#### What is expected
Repeat each record word for word.

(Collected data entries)
%%

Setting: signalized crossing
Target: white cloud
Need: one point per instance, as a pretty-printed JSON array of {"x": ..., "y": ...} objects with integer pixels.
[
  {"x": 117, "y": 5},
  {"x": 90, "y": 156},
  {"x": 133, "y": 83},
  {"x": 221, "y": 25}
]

%%

#### Your response
Setting: signalized crossing
Target: white cloud
Need: one point per instance, as a pretty-printed JSON array of {"x": ..., "y": ...} objects with integer pixels.
[
  {"x": 117, "y": 5},
  {"x": 90, "y": 156},
  {"x": 133, "y": 83},
  {"x": 221, "y": 25}
]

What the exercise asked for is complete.